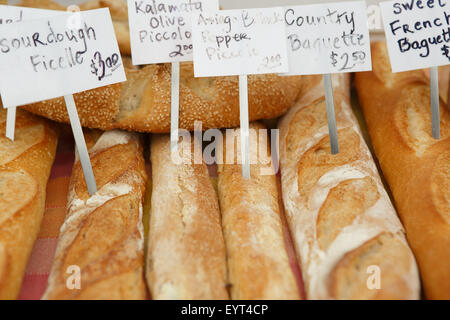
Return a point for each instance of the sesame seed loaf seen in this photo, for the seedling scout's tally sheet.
(143, 102)
(24, 171)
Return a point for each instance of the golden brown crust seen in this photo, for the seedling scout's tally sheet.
(258, 264)
(143, 102)
(103, 234)
(340, 216)
(186, 250)
(396, 108)
(24, 171)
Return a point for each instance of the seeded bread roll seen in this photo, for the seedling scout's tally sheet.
(24, 171)
(416, 166)
(143, 102)
(186, 250)
(347, 235)
(258, 263)
(102, 235)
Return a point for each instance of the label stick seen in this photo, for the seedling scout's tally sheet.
(435, 116)
(245, 135)
(175, 106)
(10, 122)
(81, 144)
(331, 115)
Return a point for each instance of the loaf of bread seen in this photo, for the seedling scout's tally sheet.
(416, 166)
(258, 264)
(102, 237)
(347, 235)
(24, 171)
(186, 249)
(143, 102)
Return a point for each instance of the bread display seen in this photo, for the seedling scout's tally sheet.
(258, 264)
(186, 256)
(341, 218)
(24, 170)
(142, 103)
(102, 235)
(416, 166)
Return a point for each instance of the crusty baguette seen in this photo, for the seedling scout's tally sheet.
(103, 234)
(344, 226)
(186, 250)
(258, 264)
(417, 167)
(24, 171)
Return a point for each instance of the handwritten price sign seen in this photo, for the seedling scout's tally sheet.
(417, 33)
(328, 38)
(56, 56)
(161, 31)
(238, 42)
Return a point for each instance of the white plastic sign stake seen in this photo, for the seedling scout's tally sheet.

What you should do =
The answer is the entries above, given again exactly, with no pictures among them.

Output for this exercise =
Return a point for each instance of the sesame seed loaf seen in this photo, for the seedling scout's tally sheet.
(143, 102)
(24, 171)
Return a point for each instance of the golden brown crust seen in this photo, for the seedling scout's tally sheet.
(258, 264)
(143, 102)
(103, 234)
(340, 216)
(186, 250)
(396, 108)
(24, 171)
Return a point for each instance of the seeded bread roll seen in this photo, for the seedling scout's tally sheet.
(24, 171)
(416, 166)
(143, 102)
(186, 250)
(347, 235)
(258, 263)
(102, 235)
Return a point for each instance of the label stick seen in this photo, for the seedling scout's tally sheet.
(435, 116)
(245, 135)
(175, 106)
(10, 122)
(81, 144)
(331, 115)
Return a point for each instance of the loaf of bread seen in this photo, for the seedling scout's tally sheet.
(416, 166)
(258, 264)
(102, 237)
(347, 235)
(24, 171)
(186, 249)
(143, 102)
Return a point for each instance of the bread display seen in this photo, for the seedling scout's tally sheet.
(258, 264)
(186, 256)
(341, 218)
(24, 170)
(142, 103)
(102, 235)
(416, 166)
Return a point for each instance of the crusty baguette seen in this photo, for the seedling scout's tally sheet.
(103, 234)
(344, 226)
(186, 250)
(258, 264)
(417, 167)
(24, 171)
Return a point for each instance of the handwritten price sign seen in this photo, for the seedling scout's tally sheet.
(417, 33)
(328, 38)
(56, 56)
(161, 31)
(238, 42)
Return a point for each instance of the white plastic sign stake seen in this photo, for the seedling scout's tally sheet.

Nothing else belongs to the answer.